--- Start ---

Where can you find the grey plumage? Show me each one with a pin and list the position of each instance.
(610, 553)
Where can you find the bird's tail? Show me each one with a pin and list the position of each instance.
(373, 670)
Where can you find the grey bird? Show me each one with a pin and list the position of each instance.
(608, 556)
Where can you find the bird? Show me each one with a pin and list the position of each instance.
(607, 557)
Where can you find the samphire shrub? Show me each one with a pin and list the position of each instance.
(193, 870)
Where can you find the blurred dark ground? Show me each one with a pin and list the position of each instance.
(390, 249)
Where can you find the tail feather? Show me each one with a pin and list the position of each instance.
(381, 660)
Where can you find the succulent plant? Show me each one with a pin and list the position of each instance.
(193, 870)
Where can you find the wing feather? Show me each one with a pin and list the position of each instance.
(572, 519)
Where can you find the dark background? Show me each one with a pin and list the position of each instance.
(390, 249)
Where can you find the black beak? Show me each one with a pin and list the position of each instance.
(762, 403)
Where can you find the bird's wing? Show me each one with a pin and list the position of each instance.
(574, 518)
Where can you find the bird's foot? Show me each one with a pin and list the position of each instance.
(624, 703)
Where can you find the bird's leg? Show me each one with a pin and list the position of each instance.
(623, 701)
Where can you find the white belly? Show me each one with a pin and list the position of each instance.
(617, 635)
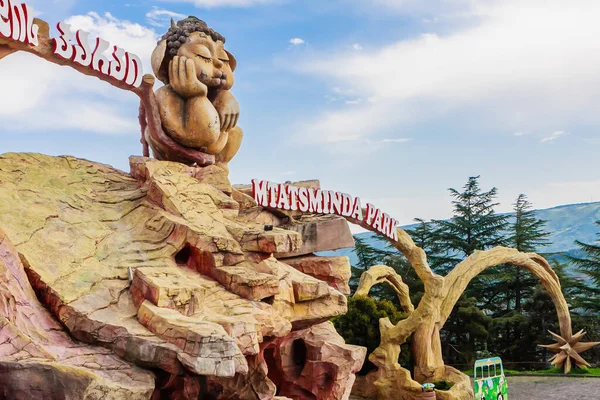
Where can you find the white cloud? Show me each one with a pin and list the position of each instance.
(400, 140)
(225, 3)
(343, 92)
(553, 136)
(161, 18)
(62, 98)
(526, 63)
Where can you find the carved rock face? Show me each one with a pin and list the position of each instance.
(204, 296)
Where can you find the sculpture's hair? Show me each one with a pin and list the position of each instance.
(181, 31)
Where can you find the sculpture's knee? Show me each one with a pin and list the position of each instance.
(234, 142)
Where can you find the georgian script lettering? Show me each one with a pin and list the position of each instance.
(123, 66)
(285, 197)
(16, 23)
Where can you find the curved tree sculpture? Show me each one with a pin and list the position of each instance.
(425, 322)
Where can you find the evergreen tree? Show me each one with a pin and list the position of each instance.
(474, 225)
(526, 235)
(589, 267)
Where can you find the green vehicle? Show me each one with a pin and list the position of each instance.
(490, 382)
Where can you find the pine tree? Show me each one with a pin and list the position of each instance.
(516, 285)
(475, 224)
(589, 267)
(527, 235)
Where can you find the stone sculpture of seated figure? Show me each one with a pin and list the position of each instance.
(197, 109)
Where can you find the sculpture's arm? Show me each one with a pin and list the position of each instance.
(228, 109)
(185, 109)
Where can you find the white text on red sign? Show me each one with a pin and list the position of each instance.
(316, 201)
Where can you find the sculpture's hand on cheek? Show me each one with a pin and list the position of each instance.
(183, 79)
(228, 109)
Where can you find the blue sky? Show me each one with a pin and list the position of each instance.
(393, 101)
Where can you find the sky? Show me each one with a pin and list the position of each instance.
(392, 101)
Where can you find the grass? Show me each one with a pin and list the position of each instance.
(552, 371)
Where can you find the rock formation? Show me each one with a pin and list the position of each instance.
(163, 282)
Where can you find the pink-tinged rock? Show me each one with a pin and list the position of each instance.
(314, 363)
(38, 359)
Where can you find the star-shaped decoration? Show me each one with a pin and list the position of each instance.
(567, 349)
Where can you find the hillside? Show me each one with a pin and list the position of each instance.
(565, 223)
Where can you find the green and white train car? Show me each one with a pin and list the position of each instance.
(490, 382)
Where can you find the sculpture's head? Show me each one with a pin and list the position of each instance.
(193, 39)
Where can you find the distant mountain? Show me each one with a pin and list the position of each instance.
(564, 223)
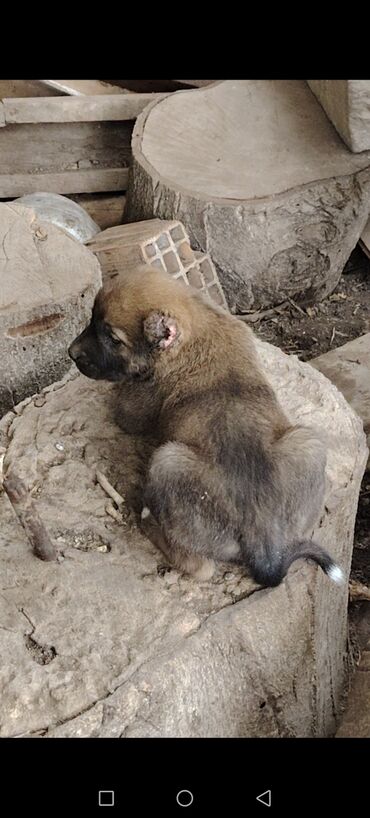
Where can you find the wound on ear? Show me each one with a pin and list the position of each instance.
(160, 330)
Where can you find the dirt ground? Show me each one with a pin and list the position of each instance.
(311, 332)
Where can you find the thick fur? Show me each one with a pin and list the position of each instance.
(230, 478)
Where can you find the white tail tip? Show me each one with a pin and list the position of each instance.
(336, 574)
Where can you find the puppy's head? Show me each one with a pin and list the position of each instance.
(144, 314)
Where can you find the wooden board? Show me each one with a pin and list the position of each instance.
(97, 108)
(26, 88)
(82, 87)
(18, 184)
(66, 146)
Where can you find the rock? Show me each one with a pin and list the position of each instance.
(356, 720)
(348, 367)
(61, 211)
(48, 284)
(261, 181)
(365, 239)
(163, 244)
(100, 644)
(347, 104)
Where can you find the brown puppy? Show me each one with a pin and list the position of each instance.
(230, 478)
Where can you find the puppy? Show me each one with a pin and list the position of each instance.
(230, 478)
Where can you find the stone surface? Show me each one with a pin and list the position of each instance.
(260, 180)
(365, 239)
(347, 104)
(100, 644)
(48, 284)
(348, 367)
(61, 211)
(163, 244)
(356, 720)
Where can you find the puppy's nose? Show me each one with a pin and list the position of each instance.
(76, 353)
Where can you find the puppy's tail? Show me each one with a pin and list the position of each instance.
(309, 550)
(270, 568)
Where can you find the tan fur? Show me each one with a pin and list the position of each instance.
(230, 478)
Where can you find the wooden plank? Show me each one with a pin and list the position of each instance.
(83, 87)
(195, 83)
(55, 147)
(26, 88)
(77, 109)
(78, 181)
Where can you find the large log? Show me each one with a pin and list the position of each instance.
(117, 648)
(261, 181)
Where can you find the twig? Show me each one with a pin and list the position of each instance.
(109, 489)
(29, 518)
(296, 307)
(253, 317)
(109, 507)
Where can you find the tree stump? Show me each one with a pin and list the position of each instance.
(261, 181)
(105, 644)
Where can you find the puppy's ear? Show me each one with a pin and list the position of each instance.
(160, 330)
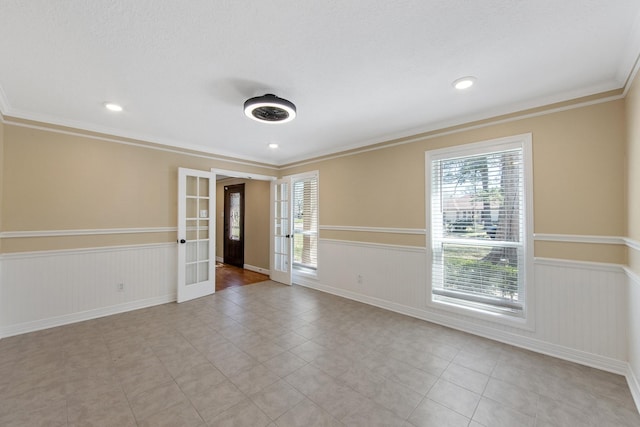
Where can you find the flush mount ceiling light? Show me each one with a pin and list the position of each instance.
(269, 109)
(464, 82)
(112, 107)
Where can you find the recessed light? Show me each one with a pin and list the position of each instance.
(112, 107)
(464, 82)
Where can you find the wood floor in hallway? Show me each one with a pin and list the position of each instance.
(229, 276)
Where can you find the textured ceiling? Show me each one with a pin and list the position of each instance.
(360, 72)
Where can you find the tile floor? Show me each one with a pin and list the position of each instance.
(273, 355)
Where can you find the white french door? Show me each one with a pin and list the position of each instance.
(196, 234)
(281, 231)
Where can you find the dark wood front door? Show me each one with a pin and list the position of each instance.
(234, 225)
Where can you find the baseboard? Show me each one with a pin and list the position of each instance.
(37, 325)
(634, 386)
(584, 358)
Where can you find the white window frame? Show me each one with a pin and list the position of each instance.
(524, 141)
(293, 179)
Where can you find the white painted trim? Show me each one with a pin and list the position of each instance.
(443, 129)
(632, 275)
(4, 103)
(565, 353)
(85, 232)
(632, 244)
(170, 146)
(634, 386)
(244, 175)
(76, 251)
(577, 238)
(392, 230)
(419, 249)
(592, 265)
(37, 325)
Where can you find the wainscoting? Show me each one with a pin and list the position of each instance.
(580, 308)
(585, 312)
(40, 290)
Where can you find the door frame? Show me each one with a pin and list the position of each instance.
(232, 174)
(226, 242)
(186, 292)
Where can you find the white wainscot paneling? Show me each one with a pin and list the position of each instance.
(390, 274)
(45, 289)
(633, 376)
(580, 308)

--- End ---

### Do this:
Without the pictures, restate all the entries above exactly.

### Output below:
Where can you find the grey plumage? Show me each one with a pin and list the position of each instance.
(610, 553)
Where can you find the bird's tail? Show me each one with a pin and list the position of each instance.
(373, 670)
Where can you find the grey bird? Show me each one with a pin and list the position of each instance.
(608, 556)
Where can you find the bird? Show me each one with a pin and list the position of each instance.
(607, 557)
Where can you find the samphire shrub? Show me each one with a pin and list the position of each instance.
(193, 870)
Where can you find the blurred dark ground? Show me each one with a pin and list the position of each instance.
(390, 249)
Where can you find the tail feather? Show me each one with a pin and list the position of each instance.
(381, 660)
Where can you find the succulent plant? Show me each one with a pin and list the position of each instance.
(193, 870)
Where can you find the wing feather? Show me each one with a pin and list the position of each instance.
(572, 519)
Where can you find the dark background? Show me each one with a pin and list the position of each instance.
(390, 249)
Where can you find the black beak? Show me each one with a pin and list the position of each instance.
(762, 403)
Where can you find the bird's wing? Show me each one with a pin and list the position of each instance.
(574, 518)
Where can you find the bird's foot? Show me each one with a pin and list the position of each instance.
(624, 703)
Where can you find the bird's leg? Show me each one with a pin and list the position of each instance.
(623, 701)
Where can you find the white belly? Show me each one with a pin and list the position of each instance.
(617, 635)
Where can you find the white cloud? Show me each one with a pin and list the position of each instance.
(400, 140)
(225, 3)
(343, 92)
(553, 136)
(161, 18)
(62, 98)
(526, 63)
Where can you find the carved rock face? Show me each one with a pin and list the position of each instance.
(204, 296)
Where can you find the sculpture's hair? Show me each one with a pin and list the position of each instance.
(181, 31)
Where can you find the sculpture's knee? Show me each one with a pin and list the position of each instance.
(234, 142)
Where can you find the georgian script lettering? Show me each one with a pin and list the position of each instance.
(123, 66)
(285, 197)
(16, 23)
Where can you find the curved tree sculpture? Show me each one with a pin and list the position of each instance.
(425, 322)
Where can you find the evergreen tree? Show me each one with a pin and list the position of each instance.
(474, 225)
(526, 235)
(589, 267)
Where can you find the green vehicle? Show me each one with a pin and list the position of each instance.
(490, 382)
Where can you find the pine tree? Show me each one with a pin and list the position of each instance.
(516, 285)
(475, 224)
(589, 267)
(527, 235)
Where can you find the stone sculpture of seated figure? Show me each one with a pin and list the position of each instance.
(197, 109)
Where can you find the sculpture's arm? Show me each one with a pin and list the position of each instance.
(228, 109)
(185, 109)
Where can you find the white text on red sign? Show me each one with a pin and list the position of each instance.
(316, 201)
Where can you find the sculpture's hand on cheek? Show me each one with a pin and list the position of each instance.
(183, 79)
(228, 109)
Where can you find the blue sky? Show me each one with a pin and list the position of each instance.
(393, 101)
Where can you find the sky? Show me each one with a pin and list the position of each instance.
(392, 101)
Where can you find the grass? Show me each one with a pin and list the position of each instance.
(552, 371)
Where can you find the rock formation? Show me each one with a pin and list the position of each instance.
(163, 282)
Where can you find the pink-tinged rock? Show me each one with a pin and list the position of each instance.
(314, 363)
(38, 359)
Where can you find the star-shaped decoration? Show me each one with a pin and list the position of each instance.
(567, 349)
Where can you find the hillside? Show me each one with a pin and list the position of each instance.
(565, 223)
Where can you find the green and white train car? Show me each one with a pin and list the position of each instance.
(490, 382)
Where can you find the sculpture's head? Show me each one with a pin and list the position of each instance.
(193, 39)
Where can you find the distant mountain? Show me each one with a pin and list the position of each instance.
(564, 223)
Where can you find the wound on ear? Show me each one with a pin and list the position of each instance.
(160, 330)
Where can you find the dirt ground? Show me each one with a pin and list the position of each instance.
(311, 332)
Where can you find the thick fur? Show me each one with a pin and list the position of each instance.
(230, 478)
Where can you find the white tail tip? Show me each one with a pin and list the position of each instance.
(336, 574)
Where can you find the puppy's head? Show me each one with a pin and list the position of each instance.
(144, 314)
Where can you find the wooden board? Show me each one with a pin and list the position of each instance.
(97, 108)
(26, 88)
(82, 87)
(18, 184)
(66, 146)
Where can you find the rock? Show me each one with a pin and list the position of each instance.
(356, 720)
(348, 367)
(61, 211)
(48, 284)
(261, 181)
(365, 239)
(163, 244)
(100, 644)
(347, 104)
Where can you find the brown puppy? Show me each one with a pin and list the position of each instance.
(230, 478)
Where can you find the puppy? Show me each one with a pin and list the position of each instance.
(230, 478)
Where can you find the stone surface? Show me each one with a pin and list the position of each instance.
(260, 180)
(365, 239)
(347, 104)
(100, 644)
(48, 284)
(348, 367)
(61, 211)
(163, 244)
(356, 720)
Where can you find the puppy's nose? Show me each one with a pin and list the position of each instance.
(76, 353)
Where can you find the puppy's tail? Show me each one with a pin and list the position of each instance.
(309, 550)
(270, 568)
Where can you find the tan fur? Show me each one with a pin and list the position of each instance.
(230, 478)
Where can you find the wooden plank? Show me each one with a pin and list the position of each instance.
(83, 87)
(195, 83)
(55, 147)
(26, 88)
(77, 109)
(78, 181)
Where can you find the large log? Show me each one with a pin and list the position of each instance.
(117, 648)
(261, 181)
Where can you find the twig? Show me each one with a pin and list the position of each instance.
(109, 489)
(29, 518)
(296, 307)
(253, 317)
(109, 507)
Where can you find the tree stump? Show me each one with a pin and list the position of each instance.
(261, 181)
(105, 644)
Where can you find the puppy's ear? Show me each one with a pin and list the position of each instance.
(160, 330)
Where can you find the flush mount ceiling light? Show me each one with a pin and list the position of each instance.
(269, 109)
(464, 82)
(112, 107)
Where can you find the recessed light? Show me each one with a pin and list the position of each instance.
(112, 107)
(464, 82)
Where can you find the wood floor in hallway? Show me each one with a pin and list the position of each instance.
(229, 276)
Where can you find the textured ceiling? Show me each one with a pin and list the position of each instance.
(360, 72)
Where can you find the tile floor? Show me each one with a pin and list the position of each instance.
(273, 355)
Where can you find the white french door? Show me each one with a pin and list the position of each instance.
(196, 234)
(281, 231)
Where can you find the dark wood front door? Show me each one with a pin and list the position of each instance.
(234, 225)
Where can you find the baseboard? Show me each one with a pin and list the position of each instance.
(37, 325)
(634, 386)
(584, 358)
Where can you find the white window frame? Show me each one with a pin and list the position of each instance.
(524, 141)
(293, 179)
Where can you find the white painted trim? Show me each one with a pin and list the position of each instance.
(443, 129)
(632, 275)
(4, 103)
(565, 353)
(85, 232)
(632, 244)
(170, 146)
(634, 386)
(244, 175)
(76, 251)
(577, 238)
(392, 230)
(419, 249)
(592, 265)
(37, 325)
Where can you find the wainscoting? Show me each one with a pin and list the position of each instance.
(580, 308)
(585, 312)
(40, 290)
Where can you find the door frame? Show me each one with a pin and list the position of each instance.
(232, 174)
(226, 242)
(186, 292)
Where can you find the white wainscot paneling? Show me each one with a pin and list the position of each instance.
(390, 274)
(45, 289)
(633, 376)
(580, 308)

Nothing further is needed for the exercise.